▶ [What you have to do] Copy the entire listing below word for word, line by line, without changing anything.

○ ○ ○

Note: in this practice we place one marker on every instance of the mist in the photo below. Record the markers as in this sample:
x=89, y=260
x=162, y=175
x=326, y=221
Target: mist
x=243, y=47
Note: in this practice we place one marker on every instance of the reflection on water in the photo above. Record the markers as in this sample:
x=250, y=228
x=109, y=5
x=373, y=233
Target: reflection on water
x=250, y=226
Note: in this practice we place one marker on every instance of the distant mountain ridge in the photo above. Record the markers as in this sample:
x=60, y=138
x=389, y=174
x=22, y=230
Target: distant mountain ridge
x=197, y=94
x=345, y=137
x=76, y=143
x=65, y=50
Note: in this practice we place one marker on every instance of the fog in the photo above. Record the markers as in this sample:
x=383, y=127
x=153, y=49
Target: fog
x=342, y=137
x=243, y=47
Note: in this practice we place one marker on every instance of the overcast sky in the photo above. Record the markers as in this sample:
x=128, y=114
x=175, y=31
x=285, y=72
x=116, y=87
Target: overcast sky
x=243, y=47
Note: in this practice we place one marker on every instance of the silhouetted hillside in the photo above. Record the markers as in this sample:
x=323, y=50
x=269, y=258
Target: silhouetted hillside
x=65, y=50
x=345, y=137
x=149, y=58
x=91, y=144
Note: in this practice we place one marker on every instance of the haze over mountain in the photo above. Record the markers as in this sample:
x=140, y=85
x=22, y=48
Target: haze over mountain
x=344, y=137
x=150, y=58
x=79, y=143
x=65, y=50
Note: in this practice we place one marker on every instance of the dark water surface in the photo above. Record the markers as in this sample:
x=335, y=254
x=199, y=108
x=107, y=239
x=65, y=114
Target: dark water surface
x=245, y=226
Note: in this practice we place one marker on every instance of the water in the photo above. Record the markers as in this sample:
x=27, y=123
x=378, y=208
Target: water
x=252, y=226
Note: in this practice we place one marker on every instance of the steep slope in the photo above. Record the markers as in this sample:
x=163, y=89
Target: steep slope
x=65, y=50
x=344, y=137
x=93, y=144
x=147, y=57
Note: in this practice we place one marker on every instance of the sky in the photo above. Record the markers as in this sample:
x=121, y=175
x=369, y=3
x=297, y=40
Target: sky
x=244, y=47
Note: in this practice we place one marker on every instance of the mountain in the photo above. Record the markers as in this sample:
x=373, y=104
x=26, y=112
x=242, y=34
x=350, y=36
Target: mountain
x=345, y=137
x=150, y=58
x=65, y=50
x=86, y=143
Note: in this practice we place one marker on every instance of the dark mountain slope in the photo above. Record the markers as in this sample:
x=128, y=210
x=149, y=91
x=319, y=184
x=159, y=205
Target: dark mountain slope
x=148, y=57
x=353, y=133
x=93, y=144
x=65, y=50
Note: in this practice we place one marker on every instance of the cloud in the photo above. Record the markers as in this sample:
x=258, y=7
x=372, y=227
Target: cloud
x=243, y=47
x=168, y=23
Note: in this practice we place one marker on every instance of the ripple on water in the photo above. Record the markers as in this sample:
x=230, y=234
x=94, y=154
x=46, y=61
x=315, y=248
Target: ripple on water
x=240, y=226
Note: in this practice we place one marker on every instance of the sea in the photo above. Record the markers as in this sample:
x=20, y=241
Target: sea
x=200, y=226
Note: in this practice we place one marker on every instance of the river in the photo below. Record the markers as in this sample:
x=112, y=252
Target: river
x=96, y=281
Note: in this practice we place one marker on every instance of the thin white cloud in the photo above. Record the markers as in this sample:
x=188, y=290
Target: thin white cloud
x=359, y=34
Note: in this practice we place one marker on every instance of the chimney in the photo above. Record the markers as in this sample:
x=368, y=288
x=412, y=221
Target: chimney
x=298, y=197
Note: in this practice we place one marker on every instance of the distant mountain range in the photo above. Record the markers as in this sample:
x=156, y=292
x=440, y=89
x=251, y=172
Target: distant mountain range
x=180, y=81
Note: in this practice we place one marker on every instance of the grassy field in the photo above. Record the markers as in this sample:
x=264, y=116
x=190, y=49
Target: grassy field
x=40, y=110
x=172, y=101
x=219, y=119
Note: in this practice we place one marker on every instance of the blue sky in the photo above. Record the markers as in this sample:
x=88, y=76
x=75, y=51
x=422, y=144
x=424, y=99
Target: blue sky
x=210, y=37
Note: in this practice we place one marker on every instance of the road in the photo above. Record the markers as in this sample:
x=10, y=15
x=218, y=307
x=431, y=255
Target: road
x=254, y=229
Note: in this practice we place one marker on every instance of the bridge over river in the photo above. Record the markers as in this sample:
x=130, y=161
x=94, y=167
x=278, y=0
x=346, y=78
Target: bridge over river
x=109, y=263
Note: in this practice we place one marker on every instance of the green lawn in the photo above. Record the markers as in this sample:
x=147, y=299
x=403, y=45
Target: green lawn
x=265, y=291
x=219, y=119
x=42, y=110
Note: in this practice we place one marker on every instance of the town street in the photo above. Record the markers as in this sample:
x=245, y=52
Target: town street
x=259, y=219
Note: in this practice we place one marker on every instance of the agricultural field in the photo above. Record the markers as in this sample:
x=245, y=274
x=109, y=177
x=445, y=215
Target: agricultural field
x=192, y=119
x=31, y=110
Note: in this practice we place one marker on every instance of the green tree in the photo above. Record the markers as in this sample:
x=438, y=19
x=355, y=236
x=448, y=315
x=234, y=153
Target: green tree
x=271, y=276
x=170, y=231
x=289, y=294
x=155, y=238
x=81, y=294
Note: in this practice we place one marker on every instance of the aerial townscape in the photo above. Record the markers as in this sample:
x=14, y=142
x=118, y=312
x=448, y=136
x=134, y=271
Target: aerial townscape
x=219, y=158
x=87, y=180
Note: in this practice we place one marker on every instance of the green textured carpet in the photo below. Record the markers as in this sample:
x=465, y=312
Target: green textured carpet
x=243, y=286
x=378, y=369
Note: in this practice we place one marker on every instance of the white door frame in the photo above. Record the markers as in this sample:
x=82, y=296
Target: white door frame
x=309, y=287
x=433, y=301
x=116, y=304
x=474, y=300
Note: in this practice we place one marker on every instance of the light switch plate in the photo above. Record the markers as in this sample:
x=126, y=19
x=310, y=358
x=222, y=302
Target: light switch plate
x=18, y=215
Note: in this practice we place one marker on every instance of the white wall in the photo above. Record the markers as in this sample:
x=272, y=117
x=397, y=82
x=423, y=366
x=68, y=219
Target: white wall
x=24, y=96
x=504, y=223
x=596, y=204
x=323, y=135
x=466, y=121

○ ○ ○

▶ [Answer for the task]
Note: in this practice we place one marker on every instance of the mist in the photo below. Record the markers as in this sample:
x=89, y=260
x=162, y=175
x=326, y=221
Target: mist
x=243, y=47
Note: in this practice we place one marker on every instance of the reflection on water in the photo above. Record the markers as in this sample:
x=250, y=228
x=109, y=5
x=373, y=233
Target: reflection on water
x=250, y=226
Note: in this practice we place one marker on every instance of the distant mountain ridge in the photo above. Record the markers as in this sample:
x=60, y=138
x=389, y=174
x=22, y=230
Target: distant mountain ridge
x=197, y=94
x=345, y=137
x=76, y=143
x=65, y=50
Note: in this practice we place one marker on every instance of the fog in the photo above. Record the markers as in this sample:
x=383, y=127
x=153, y=49
Target: fog
x=342, y=137
x=243, y=47
Note: in this practice we place one marker on every instance of the overcast sky in the photo above. Record the markers as in this sample:
x=128, y=114
x=175, y=31
x=285, y=72
x=116, y=87
Target: overcast sky
x=243, y=47
Note: in this practice we place one marker on every instance of the silhouetted hillside in the photo above. Record the markers as in this sample:
x=323, y=50
x=269, y=258
Target: silhouetted hillside
x=65, y=50
x=345, y=137
x=149, y=58
x=91, y=144
Note: in this practice we place one marker on every instance of the haze over mountain in the photo above. Record the markers as in this sample:
x=140, y=85
x=22, y=48
Target: haze over mountain
x=344, y=137
x=150, y=58
x=79, y=143
x=65, y=50
Note: in this practice we place one marker on every instance of the dark water surface in the photo above. Record the markers as in this sample:
x=335, y=254
x=199, y=108
x=107, y=239
x=65, y=114
Target: dark water surface
x=245, y=226
Note: in this practice we place one marker on every instance of the water in the photo above. Record the markers as in this sample:
x=27, y=123
x=378, y=208
Target: water
x=252, y=226
Note: in this practice we place one marker on every instance of the steep slope in the photo above. Record the markers as in this sample:
x=163, y=89
Target: steep slope
x=65, y=50
x=344, y=137
x=93, y=144
x=147, y=57
Note: in this practice we place one marker on every instance of the sky in the photo above. Record the markers as in this sample:
x=121, y=175
x=369, y=3
x=297, y=40
Target: sky
x=244, y=47
Note: in this practice we place one marker on every instance of the mountain in the photo above. Record the markers as in this sample:
x=373, y=104
x=26, y=112
x=242, y=34
x=350, y=36
Target: mountain
x=345, y=137
x=150, y=58
x=65, y=50
x=86, y=143
Note: in this practice we place one marker on every instance of the dark mountain slope in the photo above. Record the markers as in this sample:
x=128, y=210
x=149, y=91
x=319, y=184
x=159, y=205
Target: dark mountain slope
x=148, y=57
x=353, y=133
x=93, y=144
x=65, y=50
Note: in this practice we place one marker on every instance of the cloud in the photo above. Record the markers as in this sample:
x=258, y=7
x=372, y=227
Target: cloud
x=243, y=47
x=168, y=23
Note: in this practice we place one marker on every instance of the ripple on water in the photo above. Record the markers as in this sample:
x=230, y=234
x=94, y=154
x=46, y=61
x=315, y=248
Target: ripple on water
x=240, y=226
Note: in this practice we place one marker on every instance of the sea in the photo above. Record the markers as in this sample:
x=20, y=241
Target: sea
x=200, y=226
Note: in this practice we place one marker on every instance of the river in the photo below. Record the markers as in this sample:
x=112, y=252
Target: river
x=96, y=281
Note: in this practice we place one marker on every instance of the thin white cloud in the photo above. Record the markers as in this sample:
x=188, y=290
Target: thin white cloud
x=359, y=34
Note: in this practice we place one marker on every instance of the chimney in the photo above. Record the markers as in this sample:
x=368, y=288
x=412, y=221
Target: chimney
x=298, y=197
Note: in this practice we place one marker on every instance of the distant mountain range in the photo above. Record the markers as in this sample:
x=156, y=292
x=440, y=89
x=251, y=172
Target: distant mountain range
x=180, y=81
Note: in this practice we place one marker on every instance of the grassy field in the photo above. Record the markers as in this sample:
x=264, y=116
x=190, y=49
Target: grassy field
x=40, y=110
x=172, y=101
x=219, y=119
Note: in this practice we place one marker on every instance of the blue sky in the photo above. Record the markers as in this sample:
x=88, y=76
x=75, y=51
x=422, y=144
x=424, y=99
Target: blue sky
x=210, y=37
Note: in this practice we place one marker on every instance of the road in the photo above. Record the markers as in this sample:
x=10, y=15
x=218, y=307
x=431, y=255
Target: road
x=254, y=229
Note: in this practice we place one marker on every instance of the bridge over river in the photo above. Record the markers as in this sample:
x=130, y=161
x=94, y=167
x=278, y=0
x=346, y=78
Target: bridge over river
x=109, y=263
Note: in this practice we place one marker on every instance of the green lawn in the photo above. Record the markers as in this sample:
x=147, y=299
x=403, y=45
Target: green lawn
x=265, y=291
x=219, y=119
x=42, y=110
Note: in this practice we place one marker on every instance of the town street in the photo above. Record the markers as in this sample:
x=245, y=52
Target: town street
x=259, y=219
Note: in this practice we place one marker on every instance of the agricultural field in the photo above. Record the markers as in this sample:
x=245, y=274
x=109, y=177
x=445, y=215
Target: agricultural field
x=192, y=119
x=31, y=110
Note: in this practice we place one marker on every instance of the green tree in the photo above. Record the markers as in this sample:
x=438, y=19
x=355, y=236
x=448, y=315
x=234, y=153
Target: green tree
x=271, y=276
x=170, y=231
x=289, y=294
x=155, y=238
x=81, y=294
Note: in this practice we place one marker on every instance of the aerial townscape in the photo above. Record the markers as in this sample:
x=14, y=142
x=118, y=312
x=448, y=136
x=134, y=271
Target: aerial townscape
x=219, y=158
x=87, y=180
Note: in this practice we place one marker on every instance of the green textured carpet in the photo below. Record the markers as in this sample:
x=465, y=312
Target: green textured carpet
x=243, y=286
x=378, y=369
Note: in this practice we place one marker on every instance of the white door frame in the photo above. Record the markers as in this sample:
x=82, y=296
Target: white door frame
x=309, y=287
x=433, y=301
x=116, y=304
x=474, y=300
Note: in this practice we place one marker on every instance of the light switch plate in the photo above. Record the markers as in this sample:
x=126, y=19
x=310, y=358
x=222, y=302
Target: light switch plate
x=18, y=215
Note: in this practice we place one marker on every instance of the white wall in the photo above. Record the markers as in this sample:
x=272, y=117
x=397, y=82
x=423, y=366
x=68, y=219
Target: white wall
x=24, y=96
x=504, y=223
x=596, y=204
x=323, y=135
x=466, y=121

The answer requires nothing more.